# Aim of the exercise:
Lay out the records below as a two-column CSV with the headers input and output, one row per record. Put each record's text in the input field and its answer in the output field, quoting every field and replacing line breaks with spaces.

# Items from a data source:
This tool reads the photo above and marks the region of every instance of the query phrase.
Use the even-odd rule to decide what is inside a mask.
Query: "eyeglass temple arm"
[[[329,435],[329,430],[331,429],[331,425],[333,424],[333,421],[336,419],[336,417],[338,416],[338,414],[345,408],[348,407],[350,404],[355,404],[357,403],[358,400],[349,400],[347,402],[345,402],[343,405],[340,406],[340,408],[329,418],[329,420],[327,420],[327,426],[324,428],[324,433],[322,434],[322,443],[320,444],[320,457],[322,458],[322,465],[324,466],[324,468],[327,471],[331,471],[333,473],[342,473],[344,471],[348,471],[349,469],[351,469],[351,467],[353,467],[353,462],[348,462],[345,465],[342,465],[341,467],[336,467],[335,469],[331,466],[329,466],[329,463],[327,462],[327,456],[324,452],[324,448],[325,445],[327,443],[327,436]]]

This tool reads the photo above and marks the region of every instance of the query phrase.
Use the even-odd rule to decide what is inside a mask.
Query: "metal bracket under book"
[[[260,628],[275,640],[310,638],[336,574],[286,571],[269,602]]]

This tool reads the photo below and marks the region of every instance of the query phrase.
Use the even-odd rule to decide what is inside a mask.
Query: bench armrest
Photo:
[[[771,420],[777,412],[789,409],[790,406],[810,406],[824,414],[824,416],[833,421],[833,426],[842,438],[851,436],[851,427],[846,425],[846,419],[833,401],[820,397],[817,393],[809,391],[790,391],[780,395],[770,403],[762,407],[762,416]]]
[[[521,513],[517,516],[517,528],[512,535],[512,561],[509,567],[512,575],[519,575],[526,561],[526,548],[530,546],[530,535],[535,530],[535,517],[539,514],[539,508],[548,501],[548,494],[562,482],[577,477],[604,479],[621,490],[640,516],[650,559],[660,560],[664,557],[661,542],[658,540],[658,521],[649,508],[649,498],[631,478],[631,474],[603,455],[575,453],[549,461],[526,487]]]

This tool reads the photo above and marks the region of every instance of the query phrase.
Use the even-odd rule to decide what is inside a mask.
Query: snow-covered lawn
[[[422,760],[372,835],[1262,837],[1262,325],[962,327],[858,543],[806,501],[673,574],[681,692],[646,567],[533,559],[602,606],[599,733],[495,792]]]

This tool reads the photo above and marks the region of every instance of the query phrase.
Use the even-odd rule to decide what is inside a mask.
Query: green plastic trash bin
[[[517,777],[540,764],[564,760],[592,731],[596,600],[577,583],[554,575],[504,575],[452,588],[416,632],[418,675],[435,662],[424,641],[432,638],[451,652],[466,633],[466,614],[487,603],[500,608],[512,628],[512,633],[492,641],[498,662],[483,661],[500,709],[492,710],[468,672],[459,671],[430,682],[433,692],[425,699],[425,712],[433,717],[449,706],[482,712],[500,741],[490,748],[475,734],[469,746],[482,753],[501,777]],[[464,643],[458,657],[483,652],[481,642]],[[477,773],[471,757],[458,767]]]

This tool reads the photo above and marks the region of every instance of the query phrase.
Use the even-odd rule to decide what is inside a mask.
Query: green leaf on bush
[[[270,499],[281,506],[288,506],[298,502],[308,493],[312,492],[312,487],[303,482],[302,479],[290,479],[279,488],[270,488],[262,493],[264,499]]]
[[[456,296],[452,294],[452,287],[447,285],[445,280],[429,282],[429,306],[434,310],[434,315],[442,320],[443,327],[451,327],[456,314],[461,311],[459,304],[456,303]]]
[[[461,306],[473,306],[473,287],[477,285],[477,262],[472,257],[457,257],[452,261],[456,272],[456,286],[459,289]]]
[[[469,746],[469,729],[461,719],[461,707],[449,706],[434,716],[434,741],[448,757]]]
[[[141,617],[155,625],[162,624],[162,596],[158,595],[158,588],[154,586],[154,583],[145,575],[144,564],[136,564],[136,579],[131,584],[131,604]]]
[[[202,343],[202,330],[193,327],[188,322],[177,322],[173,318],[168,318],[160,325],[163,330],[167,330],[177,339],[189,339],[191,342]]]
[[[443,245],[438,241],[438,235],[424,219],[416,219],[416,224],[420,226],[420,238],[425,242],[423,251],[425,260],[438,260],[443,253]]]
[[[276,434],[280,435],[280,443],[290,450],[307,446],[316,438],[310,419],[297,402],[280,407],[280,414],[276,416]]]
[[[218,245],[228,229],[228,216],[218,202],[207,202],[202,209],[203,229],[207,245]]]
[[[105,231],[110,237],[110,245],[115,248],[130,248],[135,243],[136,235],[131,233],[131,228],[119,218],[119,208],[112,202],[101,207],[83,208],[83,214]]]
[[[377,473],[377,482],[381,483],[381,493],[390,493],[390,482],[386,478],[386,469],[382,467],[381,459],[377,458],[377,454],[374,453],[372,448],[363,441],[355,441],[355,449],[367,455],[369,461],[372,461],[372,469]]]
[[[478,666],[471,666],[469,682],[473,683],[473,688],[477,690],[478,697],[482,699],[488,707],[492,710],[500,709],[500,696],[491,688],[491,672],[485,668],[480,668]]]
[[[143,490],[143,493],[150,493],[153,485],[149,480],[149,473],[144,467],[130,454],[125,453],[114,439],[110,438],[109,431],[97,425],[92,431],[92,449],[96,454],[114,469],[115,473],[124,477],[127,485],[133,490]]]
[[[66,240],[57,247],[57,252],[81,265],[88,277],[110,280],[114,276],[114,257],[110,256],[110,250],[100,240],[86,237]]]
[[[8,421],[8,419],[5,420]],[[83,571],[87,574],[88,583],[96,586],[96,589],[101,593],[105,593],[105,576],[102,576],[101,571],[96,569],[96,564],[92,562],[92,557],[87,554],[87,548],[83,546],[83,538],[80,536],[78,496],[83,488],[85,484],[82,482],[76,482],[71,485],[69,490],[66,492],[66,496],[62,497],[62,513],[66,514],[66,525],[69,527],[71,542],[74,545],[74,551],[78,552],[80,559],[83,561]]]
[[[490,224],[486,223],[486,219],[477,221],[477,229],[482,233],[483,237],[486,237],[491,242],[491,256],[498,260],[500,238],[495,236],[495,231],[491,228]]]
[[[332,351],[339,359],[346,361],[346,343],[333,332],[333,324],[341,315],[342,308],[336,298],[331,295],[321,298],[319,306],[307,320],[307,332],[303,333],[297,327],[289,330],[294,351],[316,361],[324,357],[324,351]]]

# Response to this task:
input,output
"This tool reads the photo above and marks the region of every instance of the query phrase. Use the even-odd rule to decide what is inside a mask. Query: ""eyeglass temple arm""","[[[329,435],[329,430],[331,429],[331,425],[333,424],[333,421],[336,419],[336,417],[338,416],[338,414],[345,408],[348,407],[350,404],[355,404],[357,403],[358,400],[349,400],[347,402],[345,402],[343,405],[340,406],[340,408],[329,418],[329,420],[327,420],[327,426],[324,428],[324,433],[322,434],[322,443],[320,444],[320,457],[322,458],[322,465],[324,466],[324,468],[327,471],[331,471],[333,473],[342,473],[344,471],[348,471],[349,469],[351,469],[351,467],[353,467],[353,462],[348,462],[345,465],[342,465],[341,467],[336,467],[335,469],[331,466],[329,466],[329,463],[327,462],[327,456],[324,452],[324,448],[325,445],[327,443],[327,436]]]"
"This tool reads the photo above and marks the region of every instance of the query phrase. Use the even-odd rule to decide what is inside a mask. Query: ""metal bracket under book""","[[[260,628],[275,640],[310,638],[336,574],[286,571],[269,602]]]"
"This tool reads the photo below and marks the region of every instance of the query phrase. Use the even-odd rule to decide what is inside a mask. Query: bench armrest Photo:","[[[771,420],[777,412],[789,409],[790,406],[810,406],[824,414],[824,416],[833,421],[833,426],[842,438],[851,436],[851,427],[846,425],[846,419],[833,401],[820,397],[817,393],[809,391],[790,391],[780,395],[770,403],[762,407],[762,416]]] [[[521,513],[517,516],[517,528],[512,535],[512,561],[509,567],[512,575],[519,575],[526,561],[526,548],[530,546],[530,535],[535,530],[535,517],[539,514],[539,508],[548,501],[548,494],[562,482],[577,477],[604,479],[621,490],[640,516],[650,559],[660,560],[664,557],[661,542],[658,540],[658,521],[649,508],[649,498],[631,478],[631,474],[603,455],[575,453],[549,461],[526,487]]]"
"This tool reads the photo above and marks the region of every instance of the query phrase. Use the even-odd rule to decide what is inside a mask. Query: snow-covered lawn","[[[422,760],[372,835],[1262,837],[1262,325],[962,327],[858,543],[806,501],[673,574],[681,692],[646,567],[533,559],[602,606],[599,733],[495,792]]]"
"This tool reads the photo above and marks the region of every instance of the query phrase. Use the even-odd rule to decide what is inside a mask. Query: green plastic trash bin","[[[517,777],[540,764],[564,760],[592,731],[596,600],[577,583],[554,575],[504,575],[452,588],[416,632],[418,675],[435,662],[424,641],[432,638],[451,652],[466,633],[466,614],[487,603],[500,608],[512,628],[512,633],[492,641],[498,662],[483,661],[500,709],[492,710],[468,672],[459,671],[430,682],[433,692],[425,699],[425,712],[433,717],[449,706],[482,712],[500,741],[490,748],[475,734],[469,746],[482,753],[501,777]],[[464,643],[458,657],[483,652],[481,642]],[[477,773],[471,757],[458,767]]]"
"This tool reads the photo above and marks the region of every instance of the query phrase. Use the even-odd rule to decide what is inside a mask. Query: green leaf on bush","[[[270,499],[281,506],[288,506],[298,502],[308,493],[312,492],[312,487],[303,482],[302,479],[290,479],[279,488],[270,488],[262,493],[264,499]]] [[[456,296],[452,294],[452,287],[447,285],[445,280],[429,282],[429,306],[434,310],[434,315],[442,320],[443,327],[451,327],[456,314],[461,311],[459,304],[456,303]]] [[[461,306],[473,306],[473,287],[477,285],[477,262],[472,257],[457,257],[452,261],[456,272],[456,286],[459,289]]] [[[469,746],[469,729],[461,719],[461,707],[449,706],[434,716],[434,741],[448,757]]] [[[141,617],[155,625],[162,624],[162,596],[158,595],[158,588],[154,586],[154,583],[145,575],[144,564],[136,564],[136,579],[131,584],[131,604]]] [[[202,343],[202,330],[193,327],[188,322],[177,322],[173,318],[168,318],[160,325],[163,330],[167,330],[177,339],[189,339],[191,342]]] [[[443,245],[438,241],[438,235],[424,219],[416,219],[416,224],[420,226],[420,238],[425,242],[423,251],[425,260],[438,260],[443,253]]] [[[276,434],[280,435],[280,443],[290,450],[307,446],[316,438],[310,419],[297,402],[280,407],[280,414],[276,416]]] [[[218,245],[228,229],[228,216],[218,202],[207,202],[202,209],[203,229],[207,245]]] [[[105,231],[110,237],[110,245],[115,248],[130,248],[135,243],[136,235],[131,233],[131,228],[119,218],[119,208],[112,202],[101,207],[83,208],[83,214]]] [[[377,473],[377,482],[381,483],[381,493],[390,493],[390,482],[386,478],[386,469],[382,467],[381,459],[377,458],[377,454],[374,453],[372,448],[363,441],[355,441],[355,449],[367,455],[369,461],[372,461],[372,469]]] [[[478,666],[471,666],[469,682],[473,683],[473,688],[477,690],[478,697],[482,699],[488,707],[492,710],[500,709],[500,696],[491,688],[491,672],[485,668],[480,668]]] [[[143,490],[143,493],[150,493],[153,485],[149,480],[149,473],[144,467],[130,454],[125,453],[114,439],[110,438],[109,431],[97,425],[92,431],[92,449],[96,454],[114,469],[115,473],[124,477],[127,485],[133,490]]] [[[66,240],[57,247],[57,252],[81,265],[88,277],[110,280],[114,276],[114,257],[110,256],[110,250],[100,240],[86,237]]] [[[8,421],[8,419],[5,420]],[[83,571],[87,574],[88,583],[96,586],[96,589],[101,593],[105,593],[105,576],[102,576],[101,571],[96,569],[96,564],[92,562],[92,557],[87,554],[87,548],[83,546],[83,538],[80,536],[78,496],[83,488],[85,484],[82,482],[76,482],[71,485],[69,490],[66,492],[66,496],[62,497],[62,513],[66,514],[66,525],[69,527],[71,542],[74,545],[74,551],[78,552],[80,559],[83,561]]] [[[490,224],[486,223],[486,219],[477,221],[477,229],[482,233],[483,237],[486,237],[491,242],[491,256],[498,260],[500,238],[495,236],[495,231],[491,228]]] [[[332,351],[339,359],[346,361],[346,343],[333,332],[333,324],[341,315],[342,308],[336,298],[331,295],[321,298],[319,306],[307,320],[307,332],[303,333],[297,327],[289,330],[294,351],[316,361],[324,357],[324,351]]]"